## YOUR TASK
Set down all of the entries exactly, leaving nothing out.

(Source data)
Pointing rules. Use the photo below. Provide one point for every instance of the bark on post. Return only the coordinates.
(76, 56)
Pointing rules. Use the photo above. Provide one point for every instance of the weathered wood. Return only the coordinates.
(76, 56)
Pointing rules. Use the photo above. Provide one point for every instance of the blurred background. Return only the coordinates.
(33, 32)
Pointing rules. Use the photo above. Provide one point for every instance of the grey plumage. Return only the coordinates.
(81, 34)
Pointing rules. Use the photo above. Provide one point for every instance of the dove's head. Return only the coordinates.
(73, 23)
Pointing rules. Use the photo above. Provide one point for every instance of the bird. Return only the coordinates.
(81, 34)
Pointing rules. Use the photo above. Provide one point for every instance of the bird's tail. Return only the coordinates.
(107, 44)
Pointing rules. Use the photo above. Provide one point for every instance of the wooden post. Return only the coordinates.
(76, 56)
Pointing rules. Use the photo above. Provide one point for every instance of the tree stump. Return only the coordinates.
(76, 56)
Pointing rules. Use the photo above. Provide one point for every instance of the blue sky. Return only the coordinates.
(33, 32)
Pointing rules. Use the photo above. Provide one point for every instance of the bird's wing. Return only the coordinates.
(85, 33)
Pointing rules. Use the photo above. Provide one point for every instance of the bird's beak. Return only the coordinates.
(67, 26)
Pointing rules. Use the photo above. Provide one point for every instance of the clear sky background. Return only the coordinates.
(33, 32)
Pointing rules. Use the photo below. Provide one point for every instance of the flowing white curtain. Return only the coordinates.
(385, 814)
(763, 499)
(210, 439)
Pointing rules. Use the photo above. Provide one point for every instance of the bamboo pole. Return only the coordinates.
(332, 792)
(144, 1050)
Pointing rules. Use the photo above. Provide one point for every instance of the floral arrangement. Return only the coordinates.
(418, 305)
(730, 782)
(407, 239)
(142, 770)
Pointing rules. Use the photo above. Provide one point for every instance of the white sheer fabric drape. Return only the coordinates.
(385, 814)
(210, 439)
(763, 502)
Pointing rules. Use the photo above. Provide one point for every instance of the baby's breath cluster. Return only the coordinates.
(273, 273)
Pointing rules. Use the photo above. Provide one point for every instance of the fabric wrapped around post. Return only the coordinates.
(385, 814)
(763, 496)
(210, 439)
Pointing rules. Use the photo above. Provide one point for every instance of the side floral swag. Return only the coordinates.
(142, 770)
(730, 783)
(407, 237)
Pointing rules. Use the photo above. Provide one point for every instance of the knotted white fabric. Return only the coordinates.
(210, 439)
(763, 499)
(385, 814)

## RESPONSE
Pointing rules. Use the photo below. Provide one point for every instance of the bark on post. Return only the coordinates.
(76, 56)
Pointing rules. Use the photo above. Provide one point for every instance of the weathered wood. Return only the coordinates.
(76, 56)
Pointing rules. Use the photo above. Provide one point for every instance of the blurred background. Return only the coordinates.
(33, 32)
Pointing rules. Use the photo above. Provide one point for every instance of the grey plumage. Return only the coordinates.
(81, 34)
Pointing rules. Use the photo above. Provide one point for every instance of the dove's head. Return only the coordinates.
(73, 23)
Pointing rules. Use the photo above. Provide one point for every instance of the bird. Return only the coordinates.
(81, 34)
Pointing rules. Use the photo above. Provide one point for every instance of the bird's tail. Return only the coordinates.
(107, 44)
Pointing rules. Use the photo above. Provide one point for every instance of the wooden post. Return only the coordinates.
(76, 56)
Pointing rules. Use the photo above. Provide one point for every instance of the tree stump. Return only the coordinates.
(76, 56)
Pointing rules. Use the photo above. Provide one point for every instance of the blue sky. Return only the coordinates.
(33, 32)
Pointing rules. Use the photo above. Provide one point for every instance of the bird's wing. Return only the coordinates.
(85, 33)
Pointing rules. Use the photo above. Provide one point for every instance of the bird's beak. Return only the coordinates.
(67, 26)
Pointing rules. Use the photo above. Provide one point for every instance of the clear sky background. Return only the coordinates.
(33, 32)
Pointing rules. Use the photo below. Provide one point for every instance of the flowing white curtain. Return only the coordinates.
(385, 814)
(763, 499)
(210, 439)
Pointing rules. Use the photo above. Provide one point for every instance of the bamboo pole. Return only the coordinates.
(332, 792)
(144, 1050)
Pointing rules. Use the photo above. Provide one point for every instance of the floral arrangement. Return only the coordinates.
(418, 305)
(730, 782)
(407, 239)
(142, 770)
Pointing rules. Use the photo above. Provide one point for every instance of the white sheer fabric drape. Return only the coordinates.
(385, 814)
(210, 439)
(763, 502)
Pointing rules. Use the photo above. Provide one point for every instance of the baby's breath cluster. Return only the coordinates.
(273, 273)
Pointing rules. Use the photo above. Provide one point for every instance of the fabric wrapped around post. Return only the coordinates.
(385, 814)
(763, 496)
(210, 439)
Pointing rules. Use the photo above. Provide one point for every instance of the side floral swag. Return only the coordinates.
(142, 770)
(730, 783)
(407, 237)
Pointing rules. Use the photo above. Provide one point for every instance of the knotted white fabric. Return only the coordinates.
(210, 439)
(763, 499)
(385, 814)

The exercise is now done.